Navigating Unwritten Regulations: How We Did It
AI is the defining technology of this decade. After years of unfulfilled promises from Hollywood and comic books, the science fiction AI future we’ve long been promised has finally become business reality.
We can already see AI following a familiar path through the marketplace similar to past disruptive technologies.
- Stage one: it’s embraced by early adopters before the general public even knows it exists;
- Stage two: cutting-edge startups tap these technologies to overcome long-standing business challenges; and then
- Stage three: regulators draft rules to guide its usage and mitigate negative impacts.
There should be no doubt that AI-powered insurtech has accelerated through the first two stages in near record time and is now entering stage three.
AI underwriting solutions, meet the rule-makers
The Colorado Department of Regulatory Agencies recently adopted regulations on AI applications and governance in life insurance. To be clear, Colorado isn’t an outlier, it’s a pioneer. Other states are following suit and crafting their own AI regulations, with federal-level AI rules beginning to take shape as well.
The early days of the regulatory phase can be tricky for businesses. Insurers are excited to adopt advanced AI into their underwriting tech stack, but wary of investing in platforms knowing that future rules may impact those investments.
We at Sixfold are very cognizant of this dichotomy: The ambition to innovate ahead, combined with the trepidation of going too far down the wrong path. That’s why we designed our platform in anticipation of these emerging rules.
We’ve met with state-level regulators on numerous occasions over the past year to understand their concerns and thought processes. These engagements have been invaluable for all parties as their input played a major role in guiding our platform’s development, while our technical insights influenced the formation of these emerging rules.
To simplify a very complex motion: regulators are concerned with bias in algorithms. There’s a tacit understanding that humans have inherent biases, which may be reflected in algorithms and applied at scale.

Extracted data -
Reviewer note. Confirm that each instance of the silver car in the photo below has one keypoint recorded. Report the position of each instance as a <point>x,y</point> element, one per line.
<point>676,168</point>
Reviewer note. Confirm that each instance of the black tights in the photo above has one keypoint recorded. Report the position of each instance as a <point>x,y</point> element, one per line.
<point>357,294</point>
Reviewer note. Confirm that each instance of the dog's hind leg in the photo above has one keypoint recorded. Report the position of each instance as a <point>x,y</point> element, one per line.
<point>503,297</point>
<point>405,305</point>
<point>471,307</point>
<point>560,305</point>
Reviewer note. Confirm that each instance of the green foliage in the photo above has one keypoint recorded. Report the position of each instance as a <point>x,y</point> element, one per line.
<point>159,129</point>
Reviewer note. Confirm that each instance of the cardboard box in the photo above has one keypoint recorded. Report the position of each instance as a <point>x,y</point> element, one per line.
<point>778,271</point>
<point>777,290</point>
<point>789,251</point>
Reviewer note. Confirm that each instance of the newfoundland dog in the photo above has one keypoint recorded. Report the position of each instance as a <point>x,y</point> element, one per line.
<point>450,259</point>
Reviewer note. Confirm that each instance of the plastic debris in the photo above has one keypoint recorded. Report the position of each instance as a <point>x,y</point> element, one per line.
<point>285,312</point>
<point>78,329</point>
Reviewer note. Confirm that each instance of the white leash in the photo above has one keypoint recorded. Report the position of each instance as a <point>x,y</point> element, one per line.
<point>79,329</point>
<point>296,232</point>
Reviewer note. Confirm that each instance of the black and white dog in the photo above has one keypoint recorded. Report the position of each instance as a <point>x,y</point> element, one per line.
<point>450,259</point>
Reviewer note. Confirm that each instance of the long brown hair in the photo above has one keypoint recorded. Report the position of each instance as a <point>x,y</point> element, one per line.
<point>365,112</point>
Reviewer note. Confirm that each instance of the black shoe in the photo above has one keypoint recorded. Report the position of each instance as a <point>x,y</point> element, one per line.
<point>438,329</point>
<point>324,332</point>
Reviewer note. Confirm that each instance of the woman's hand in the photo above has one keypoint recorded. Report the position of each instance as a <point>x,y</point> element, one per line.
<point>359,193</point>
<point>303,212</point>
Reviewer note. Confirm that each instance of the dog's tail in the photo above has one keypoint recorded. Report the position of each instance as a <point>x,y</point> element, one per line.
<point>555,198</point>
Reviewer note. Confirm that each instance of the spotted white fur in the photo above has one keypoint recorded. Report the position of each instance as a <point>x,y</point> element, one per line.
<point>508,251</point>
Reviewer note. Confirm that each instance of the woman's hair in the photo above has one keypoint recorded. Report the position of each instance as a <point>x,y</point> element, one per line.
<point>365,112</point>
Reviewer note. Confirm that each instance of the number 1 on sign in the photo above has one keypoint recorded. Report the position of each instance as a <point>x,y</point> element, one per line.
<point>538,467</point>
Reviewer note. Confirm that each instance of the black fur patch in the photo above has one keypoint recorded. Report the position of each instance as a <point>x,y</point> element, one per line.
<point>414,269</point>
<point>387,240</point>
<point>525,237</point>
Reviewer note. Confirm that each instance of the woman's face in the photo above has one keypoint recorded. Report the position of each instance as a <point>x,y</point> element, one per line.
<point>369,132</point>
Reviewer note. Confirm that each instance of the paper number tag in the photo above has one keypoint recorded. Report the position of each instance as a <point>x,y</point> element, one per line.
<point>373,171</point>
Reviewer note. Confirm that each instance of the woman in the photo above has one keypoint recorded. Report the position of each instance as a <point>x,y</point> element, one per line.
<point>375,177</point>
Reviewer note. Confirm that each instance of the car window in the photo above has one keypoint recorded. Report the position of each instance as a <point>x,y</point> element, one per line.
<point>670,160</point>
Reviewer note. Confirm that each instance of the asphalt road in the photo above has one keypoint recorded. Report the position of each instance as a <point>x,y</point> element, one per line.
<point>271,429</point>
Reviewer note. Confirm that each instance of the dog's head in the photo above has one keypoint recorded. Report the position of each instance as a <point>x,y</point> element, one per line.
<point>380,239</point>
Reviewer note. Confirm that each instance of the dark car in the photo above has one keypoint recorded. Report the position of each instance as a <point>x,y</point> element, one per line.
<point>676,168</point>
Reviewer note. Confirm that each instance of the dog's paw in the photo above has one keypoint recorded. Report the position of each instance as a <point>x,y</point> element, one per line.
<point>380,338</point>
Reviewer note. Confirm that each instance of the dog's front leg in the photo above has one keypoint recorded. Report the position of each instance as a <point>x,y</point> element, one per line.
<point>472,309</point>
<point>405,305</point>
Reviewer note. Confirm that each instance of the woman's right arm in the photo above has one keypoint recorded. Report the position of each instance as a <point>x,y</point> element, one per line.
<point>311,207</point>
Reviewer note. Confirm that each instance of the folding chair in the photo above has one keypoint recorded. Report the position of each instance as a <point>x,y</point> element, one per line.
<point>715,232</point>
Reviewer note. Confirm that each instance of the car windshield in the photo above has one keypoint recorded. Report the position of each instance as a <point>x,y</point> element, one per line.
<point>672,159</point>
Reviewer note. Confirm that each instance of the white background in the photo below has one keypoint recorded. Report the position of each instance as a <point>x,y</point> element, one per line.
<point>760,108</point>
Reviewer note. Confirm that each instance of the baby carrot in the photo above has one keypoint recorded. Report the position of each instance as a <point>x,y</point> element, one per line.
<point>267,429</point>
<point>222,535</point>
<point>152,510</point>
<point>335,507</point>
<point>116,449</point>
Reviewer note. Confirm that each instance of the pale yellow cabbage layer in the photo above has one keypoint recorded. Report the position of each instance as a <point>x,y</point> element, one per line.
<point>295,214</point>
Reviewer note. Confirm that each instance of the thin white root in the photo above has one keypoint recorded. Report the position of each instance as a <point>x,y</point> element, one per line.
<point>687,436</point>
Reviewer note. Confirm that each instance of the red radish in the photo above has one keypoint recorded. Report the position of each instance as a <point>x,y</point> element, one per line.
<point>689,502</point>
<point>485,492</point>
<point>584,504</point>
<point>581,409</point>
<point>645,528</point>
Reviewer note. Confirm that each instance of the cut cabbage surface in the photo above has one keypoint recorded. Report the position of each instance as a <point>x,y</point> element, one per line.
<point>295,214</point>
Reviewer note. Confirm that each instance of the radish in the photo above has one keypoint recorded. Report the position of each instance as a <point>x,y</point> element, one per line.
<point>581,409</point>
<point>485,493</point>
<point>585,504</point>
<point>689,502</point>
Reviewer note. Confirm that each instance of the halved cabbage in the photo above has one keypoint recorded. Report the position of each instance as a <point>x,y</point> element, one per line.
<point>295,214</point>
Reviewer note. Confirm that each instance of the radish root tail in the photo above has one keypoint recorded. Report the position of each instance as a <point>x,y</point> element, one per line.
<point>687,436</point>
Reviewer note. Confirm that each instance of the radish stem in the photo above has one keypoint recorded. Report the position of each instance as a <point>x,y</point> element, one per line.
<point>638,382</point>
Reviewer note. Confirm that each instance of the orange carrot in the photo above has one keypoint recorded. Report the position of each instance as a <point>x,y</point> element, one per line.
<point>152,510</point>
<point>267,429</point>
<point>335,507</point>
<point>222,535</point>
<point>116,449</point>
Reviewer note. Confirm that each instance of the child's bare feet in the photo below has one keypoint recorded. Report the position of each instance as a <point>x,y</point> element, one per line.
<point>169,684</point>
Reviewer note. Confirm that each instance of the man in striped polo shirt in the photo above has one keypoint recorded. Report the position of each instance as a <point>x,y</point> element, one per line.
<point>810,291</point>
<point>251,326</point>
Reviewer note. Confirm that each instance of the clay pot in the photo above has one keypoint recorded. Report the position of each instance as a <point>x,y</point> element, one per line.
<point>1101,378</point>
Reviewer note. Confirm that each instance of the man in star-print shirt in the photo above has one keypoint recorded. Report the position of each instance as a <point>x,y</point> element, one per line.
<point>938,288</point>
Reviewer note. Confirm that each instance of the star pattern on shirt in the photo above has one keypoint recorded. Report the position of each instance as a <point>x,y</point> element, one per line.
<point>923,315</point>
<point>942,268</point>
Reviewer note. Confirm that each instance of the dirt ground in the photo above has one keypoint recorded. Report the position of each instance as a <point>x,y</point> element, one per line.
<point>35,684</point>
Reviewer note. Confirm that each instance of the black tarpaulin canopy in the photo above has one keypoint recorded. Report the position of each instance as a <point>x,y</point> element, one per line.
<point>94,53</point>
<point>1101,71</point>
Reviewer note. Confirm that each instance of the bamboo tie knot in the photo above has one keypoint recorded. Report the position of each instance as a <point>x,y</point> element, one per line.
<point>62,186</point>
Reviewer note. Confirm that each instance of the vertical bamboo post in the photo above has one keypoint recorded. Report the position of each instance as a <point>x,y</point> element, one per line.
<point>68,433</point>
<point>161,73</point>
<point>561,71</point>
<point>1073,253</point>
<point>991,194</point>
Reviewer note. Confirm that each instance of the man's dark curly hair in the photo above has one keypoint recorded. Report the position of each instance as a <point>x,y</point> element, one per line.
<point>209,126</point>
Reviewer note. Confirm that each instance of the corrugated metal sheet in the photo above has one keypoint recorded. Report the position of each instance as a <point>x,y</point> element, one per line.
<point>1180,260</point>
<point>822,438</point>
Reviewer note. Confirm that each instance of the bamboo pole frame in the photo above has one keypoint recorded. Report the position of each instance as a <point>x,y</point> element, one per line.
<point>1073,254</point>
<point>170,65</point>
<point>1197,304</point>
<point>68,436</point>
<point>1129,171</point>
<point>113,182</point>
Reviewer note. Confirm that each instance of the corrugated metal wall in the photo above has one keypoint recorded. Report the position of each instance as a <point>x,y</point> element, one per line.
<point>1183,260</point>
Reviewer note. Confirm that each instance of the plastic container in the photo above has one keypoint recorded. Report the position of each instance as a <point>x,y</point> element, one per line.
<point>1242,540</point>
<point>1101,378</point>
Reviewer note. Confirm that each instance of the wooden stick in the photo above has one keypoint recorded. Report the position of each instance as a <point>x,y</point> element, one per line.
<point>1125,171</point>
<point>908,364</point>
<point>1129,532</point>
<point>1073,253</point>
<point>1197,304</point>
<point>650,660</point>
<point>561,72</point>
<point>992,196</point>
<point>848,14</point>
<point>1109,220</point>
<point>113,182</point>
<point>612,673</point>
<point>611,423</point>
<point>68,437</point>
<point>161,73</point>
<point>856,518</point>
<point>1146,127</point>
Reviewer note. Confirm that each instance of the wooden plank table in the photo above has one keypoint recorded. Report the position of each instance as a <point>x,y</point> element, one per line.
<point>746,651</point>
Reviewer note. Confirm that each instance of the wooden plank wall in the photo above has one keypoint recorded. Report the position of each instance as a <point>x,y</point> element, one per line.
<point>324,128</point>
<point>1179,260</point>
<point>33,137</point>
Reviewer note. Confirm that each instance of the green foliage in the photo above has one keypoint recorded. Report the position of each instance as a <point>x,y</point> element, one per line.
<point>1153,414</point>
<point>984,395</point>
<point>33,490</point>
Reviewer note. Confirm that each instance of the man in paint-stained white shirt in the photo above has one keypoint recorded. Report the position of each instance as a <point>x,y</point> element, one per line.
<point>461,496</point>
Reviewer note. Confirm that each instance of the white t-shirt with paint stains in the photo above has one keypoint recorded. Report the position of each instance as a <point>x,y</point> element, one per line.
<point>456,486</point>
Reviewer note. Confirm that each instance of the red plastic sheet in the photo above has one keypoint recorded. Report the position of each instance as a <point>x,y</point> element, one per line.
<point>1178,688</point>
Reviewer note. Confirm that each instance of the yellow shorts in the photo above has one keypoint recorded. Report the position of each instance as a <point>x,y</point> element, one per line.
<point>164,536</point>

Exercise requirements -
A. Retype the passage on AI regulation, starting with "We can already" and going on through "mitigate negative impacts.".
B. List every stage named in the passage on AI regulation as part of the path AI follows through the marketplace, with the description the passage gives for each.
C. Answer these questions from the passage on AI regulation, one answer per line:
(i) Which body recently adopted regulations on AI applications and governance in life insurance?
(ii) Over what period has Sixfold met with state-level regulators on numerous occasions?
(iii) What are regulators concerned with, in the passage's simplified account?

Solution set -
A.
We can already see AI following a familiar path through the marketplace similar to past disruptive technologies.
- Stage one: it’s embraced by early adopters before the general public even knows it exists;
- Stage two: cutting-edge startups tap these technologies to overcome long-standing business challenges; and then
- Stage three: regulators draft rules to guide its usage and mitigate negative impacts.

B.
Stage one: it's embraced by early adopters before the general public even knows it exists.
Stage two: cutting-edge startups tap these technologies to overcome long-standing business challenges.
Stage three: regulators draft rules to guide its usage and mitigate negative impacts.

C.
(i) The Colorado Department of Regulatory Agencies.
(ii) The past year.
(iii) Bias in algorithms.